TASK MATERIAL:
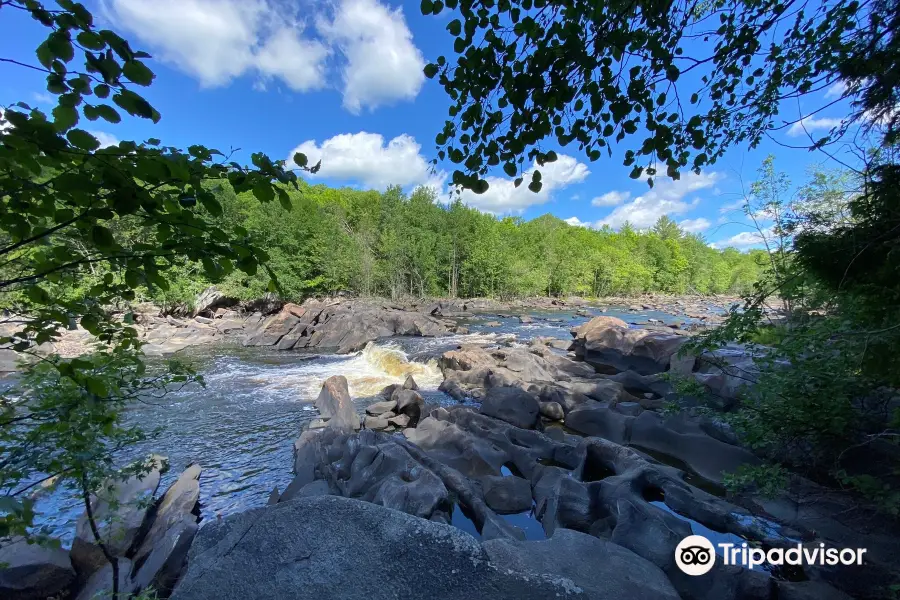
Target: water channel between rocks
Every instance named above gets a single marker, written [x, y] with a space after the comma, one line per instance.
[242, 425]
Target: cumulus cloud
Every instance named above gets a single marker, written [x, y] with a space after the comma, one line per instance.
[576, 222]
[367, 159]
[812, 124]
[216, 41]
[836, 90]
[503, 197]
[694, 225]
[613, 198]
[105, 139]
[383, 64]
[745, 239]
[665, 198]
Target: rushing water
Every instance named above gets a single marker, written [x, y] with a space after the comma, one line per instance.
[241, 426]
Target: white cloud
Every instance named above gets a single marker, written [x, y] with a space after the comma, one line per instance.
[365, 158]
[695, 225]
[613, 198]
[745, 239]
[812, 124]
[836, 90]
[576, 222]
[105, 139]
[216, 41]
[383, 64]
[503, 197]
[665, 198]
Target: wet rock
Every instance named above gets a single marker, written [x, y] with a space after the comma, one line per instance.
[611, 346]
[340, 325]
[164, 562]
[177, 506]
[506, 495]
[410, 384]
[119, 511]
[33, 572]
[335, 405]
[400, 421]
[512, 405]
[552, 410]
[100, 587]
[379, 408]
[377, 423]
[279, 552]
[598, 568]
[410, 403]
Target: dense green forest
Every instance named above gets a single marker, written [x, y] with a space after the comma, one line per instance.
[392, 244]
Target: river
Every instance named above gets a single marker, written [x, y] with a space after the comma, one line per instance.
[241, 426]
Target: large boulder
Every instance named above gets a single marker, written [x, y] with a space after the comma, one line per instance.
[330, 547]
[513, 405]
[120, 510]
[335, 405]
[33, 572]
[611, 346]
[598, 568]
[340, 325]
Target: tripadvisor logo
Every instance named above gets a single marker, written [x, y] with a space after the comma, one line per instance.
[696, 555]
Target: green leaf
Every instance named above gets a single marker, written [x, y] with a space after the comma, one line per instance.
[82, 139]
[64, 117]
[102, 237]
[138, 73]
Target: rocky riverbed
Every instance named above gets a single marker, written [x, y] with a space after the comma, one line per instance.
[515, 464]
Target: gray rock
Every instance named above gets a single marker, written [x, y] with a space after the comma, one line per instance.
[379, 408]
[400, 421]
[120, 527]
[178, 504]
[99, 586]
[506, 495]
[280, 552]
[33, 572]
[512, 405]
[165, 561]
[552, 410]
[334, 403]
[409, 402]
[598, 568]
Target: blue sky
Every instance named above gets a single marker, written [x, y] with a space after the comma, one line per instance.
[342, 81]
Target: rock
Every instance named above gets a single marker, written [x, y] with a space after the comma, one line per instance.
[400, 421]
[335, 405]
[598, 568]
[120, 527]
[410, 384]
[507, 495]
[609, 345]
[177, 505]
[552, 410]
[99, 586]
[379, 408]
[33, 572]
[410, 403]
[279, 552]
[164, 562]
[341, 325]
[512, 405]
[377, 423]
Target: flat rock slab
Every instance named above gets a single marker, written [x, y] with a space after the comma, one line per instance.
[331, 547]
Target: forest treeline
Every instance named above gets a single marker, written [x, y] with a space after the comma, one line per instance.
[394, 244]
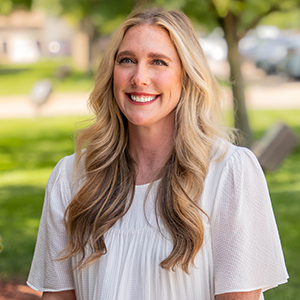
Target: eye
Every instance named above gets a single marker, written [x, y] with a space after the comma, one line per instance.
[159, 62]
[125, 60]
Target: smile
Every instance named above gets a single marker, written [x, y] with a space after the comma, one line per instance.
[142, 99]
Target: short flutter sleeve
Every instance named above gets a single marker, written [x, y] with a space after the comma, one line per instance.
[46, 273]
[246, 246]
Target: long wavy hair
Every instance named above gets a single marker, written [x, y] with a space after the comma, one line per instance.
[108, 174]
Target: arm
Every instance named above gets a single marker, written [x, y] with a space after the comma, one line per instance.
[253, 295]
[65, 295]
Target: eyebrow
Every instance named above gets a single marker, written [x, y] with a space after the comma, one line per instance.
[150, 55]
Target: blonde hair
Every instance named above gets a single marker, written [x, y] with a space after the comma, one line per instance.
[109, 178]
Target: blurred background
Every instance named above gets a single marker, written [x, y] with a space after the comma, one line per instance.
[49, 53]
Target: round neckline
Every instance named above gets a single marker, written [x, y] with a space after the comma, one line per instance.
[146, 184]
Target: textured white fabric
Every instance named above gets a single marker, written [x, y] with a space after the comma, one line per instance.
[241, 252]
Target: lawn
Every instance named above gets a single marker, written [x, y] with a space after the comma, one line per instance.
[18, 79]
[29, 149]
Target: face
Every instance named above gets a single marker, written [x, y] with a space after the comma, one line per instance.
[147, 77]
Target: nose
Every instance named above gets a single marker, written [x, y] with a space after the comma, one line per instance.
[141, 76]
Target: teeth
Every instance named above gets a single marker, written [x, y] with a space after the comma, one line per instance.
[142, 99]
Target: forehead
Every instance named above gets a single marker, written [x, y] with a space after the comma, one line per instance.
[145, 38]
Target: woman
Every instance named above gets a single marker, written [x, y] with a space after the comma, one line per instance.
[161, 206]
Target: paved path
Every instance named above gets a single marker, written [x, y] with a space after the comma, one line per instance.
[262, 96]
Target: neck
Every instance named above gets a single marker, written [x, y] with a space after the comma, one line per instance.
[149, 148]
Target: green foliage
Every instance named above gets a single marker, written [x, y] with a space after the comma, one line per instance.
[19, 79]
[1, 245]
[5, 7]
[31, 147]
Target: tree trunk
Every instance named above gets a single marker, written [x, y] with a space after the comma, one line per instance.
[90, 29]
[241, 121]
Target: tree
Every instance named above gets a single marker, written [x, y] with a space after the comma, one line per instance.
[236, 18]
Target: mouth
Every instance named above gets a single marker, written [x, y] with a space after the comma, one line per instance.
[142, 98]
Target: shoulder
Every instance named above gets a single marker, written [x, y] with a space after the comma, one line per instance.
[231, 158]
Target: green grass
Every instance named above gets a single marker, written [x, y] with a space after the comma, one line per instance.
[29, 149]
[19, 79]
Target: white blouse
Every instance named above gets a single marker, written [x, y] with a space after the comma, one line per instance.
[241, 250]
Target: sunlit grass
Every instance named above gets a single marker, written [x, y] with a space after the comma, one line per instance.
[29, 149]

EXERCISE DIRECTIONS:
Omit the pictures and output all of the other material exactly.

EXERCISE RESULT:
Target: water channel between rocks
Every instance named above gets a single marker, written [x, y] with a space after the comma, one line per instance.
[242, 425]
Target: cumulus cloud
Every instance named above gets a single marker, written [x, y] with a space after the comma, one line per instance.
[576, 222]
[367, 159]
[812, 124]
[216, 41]
[836, 90]
[503, 197]
[694, 225]
[613, 198]
[105, 139]
[383, 64]
[745, 239]
[665, 198]
Target: rushing water
Every instance named above gets a single marker, written [x, y] with a space after the comma, one line per instance.
[241, 426]
Target: white cloud
Every instance named above gets a single marker, written [x, y] with a space after the comma, one line per instance.
[365, 158]
[695, 225]
[613, 198]
[745, 239]
[812, 124]
[836, 90]
[576, 222]
[105, 139]
[216, 41]
[383, 64]
[503, 197]
[665, 198]
Target: wet rock
Every instance named above gets a single marker, written [x, y] with a space after the comma, one line per instance.
[611, 346]
[340, 325]
[164, 562]
[177, 506]
[506, 495]
[410, 384]
[119, 511]
[33, 572]
[335, 405]
[400, 421]
[512, 405]
[552, 410]
[100, 587]
[379, 408]
[377, 423]
[279, 552]
[598, 568]
[410, 403]
Target: dense green forest
Every instance named above gets a single marker, written [x, y] with a space after the comma, one line per instance.
[392, 244]
Target: river
Every instance named above gets a single marker, written [x, y] with a space after the comma, one line per instance.
[241, 426]
Target: large boulder
Every instance named above gets a single marker, written [x, y] with a space after the comma, one line per instance.
[330, 547]
[513, 405]
[120, 510]
[335, 405]
[33, 572]
[611, 346]
[598, 568]
[340, 325]
Target: tripadvisor logo
Every instance named above gets a single marker, written [x, y] with a space after the comma, one line per instance.
[696, 555]
Target: green leaf
Every instance named above gets a single marker, written [x, y] with a space after the comma, one line per instance.
[82, 139]
[64, 117]
[102, 237]
[138, 73]
Target: rocky riverbed
Every instance named above gets a single marker, written [x, y] with a space after the comma, one line per instance.
[515, 464]
Target: gray rock
Every instance named above gets a single marker, written [x, y] with a space after the comma, one line per instance.
[379, 408]
[400, 421]
[120, 527]
[178, 504]
[99, 586]
[506, 495]
[280, 552]
[33, 572]
[512, 405]
[165, 561]
[552, 410]
[334, 403]
[409, 402]
[598, 568]
Target: blue sky
Every instance named above gets a single marker, written [x, y] with a space after the comma, one line per instance.
[342, 81]
Target: rock
Every instance named above gets a single marker, written [x, y] with a space after the comma, one line per instance.
[400, 421]
[335, 405]
[598, 568]
[120, 527]
[410, 384]
[507, 495]
[609, 345]
[177, 505]
[552, 410]
[99, 586]
[379, 408]
[33, 572]
[410, 403]
[279, 552]
[164, 562]
[341, 325]
[512, 405]
[377, 423]
Target: flat rock slab
Every instance named above gets a single marker, written [x, y] with a space after the comma, one line per instance.
[331, 547]
Target: forest treeline
Every instance named above gets a single marker, written [x, y] with a space after the comma, one line per instance.
[394, 244]
Target: eye
Every instance named above gets a single marker, written [x, y] with a space after the comma, one line per instance.
[159, 62]
[125, 60]
Target: smile
Every instance named above gets a single marker, written [x, y] with a space after the comma, one line per instance.
[142, 99]
Target: short flutter sleeve
Every instance named above gets a single marker, written [x, y] with a space after the comma, one line per instance.
[46, 273]
[246, 246]
Target: long wavy hair
Every instance named above gets a single marker, written [x, y] with a space after the comma, one line per instance.
[108, 174]
Target: arm
Every instance named above gets a single marker, written [x, y] with a space after the comma, one line per instance.
[253, 295]
[65, 295]
Target: eyebrow
Every instance named above gets a single marker, written [x, y] with a space after the comma, one line per instance.
[150, 55]
Target: blonde hair
Every instance named above gets a single marker, written [x, y] with a space after the comma, one line per instance.
[109, 178]
Target: blurred background
Every instance named above gets a single marker, written [x, y] with a space after the comma, one line per instance.
[49, 53]
Target: round neckline
Every instance named above gets a single marker, written [x, y] with a space after the comma, one line per instance.
[146, 184]
Target: textured white fabric
Every instance named above gets a single marker, written [x, y] with a space after the comma, one line per instance.
[241, 252]
Target: lawn
Every instance named above gets a single marker, written [x, y] with a space after the comma, one line per instance.
[18, 79]
[29, 149]
Target: face
Every instance named above gets a single marker, written [x, y] with a space after the comma, one line per instance.
[147, 77]
Target: nose
Every instance named above gets a single marker, written [x, y] with a space after the comma, one line per instance.
[141, 76]
Target: teeth
Every instance named above gets a single marker, written [x, y] with a space after the comma, one line per instance.
[142, 99]
Target: forehead
Every instance named above gets a single marker, written [x, y] with a space after the comma, one line per instance.
[145, 38]
Target: woman
Every instance named above gets a single marker, written [x, y] with a space after the comma, one line per instance.
[161, 206]
Target: paved path
Every instance named above gets a single marker, written [x, y] with a space after the comma, one line per instance.
[262, 96]
Target: neck
Every instance named above gets a single marker, written [x, y] with a space after the comma, one line per instance.
[149, 148]
Target: green foliage
Every instance named above gets a single marker, written [x, y] with a space after the comma, one line per instance.
[19, 79]
[1, 245]
[5, 7]
[31, 147]
Target: tree trunk
Every instance named above gets a single marker, written [x, y] with a space after the comma, one line per instance.
[90, 29]
[241, 121]
Target: tree
Every instance named above gets a single marker, written [x, y] with a space after the comma, one line per instance.
[236, 18]
Target: mouth
Every instance named above gets a single marker, written [x, y] with a space after the comma, one line per instance.
[142, 98]
Target: shoulder
Every instance named above gets a single marker, written [x, y] with a space after the comma, one line per instance.
[231, 158]
Target: green grass
Every instance named above gets a single marker, written [x, y] with a space after the comma, one line per instance.
[29, 149]
[19, 79]
Target: white blouse
Every instance named above gets a single marker, written [x, y] with a space after the comma, one line per instance.
[241, 250]
Target: sunlit grass
Every instance named above gets a single marker, written [x, y] with a space after the comma, one line per instance.
[29, 149]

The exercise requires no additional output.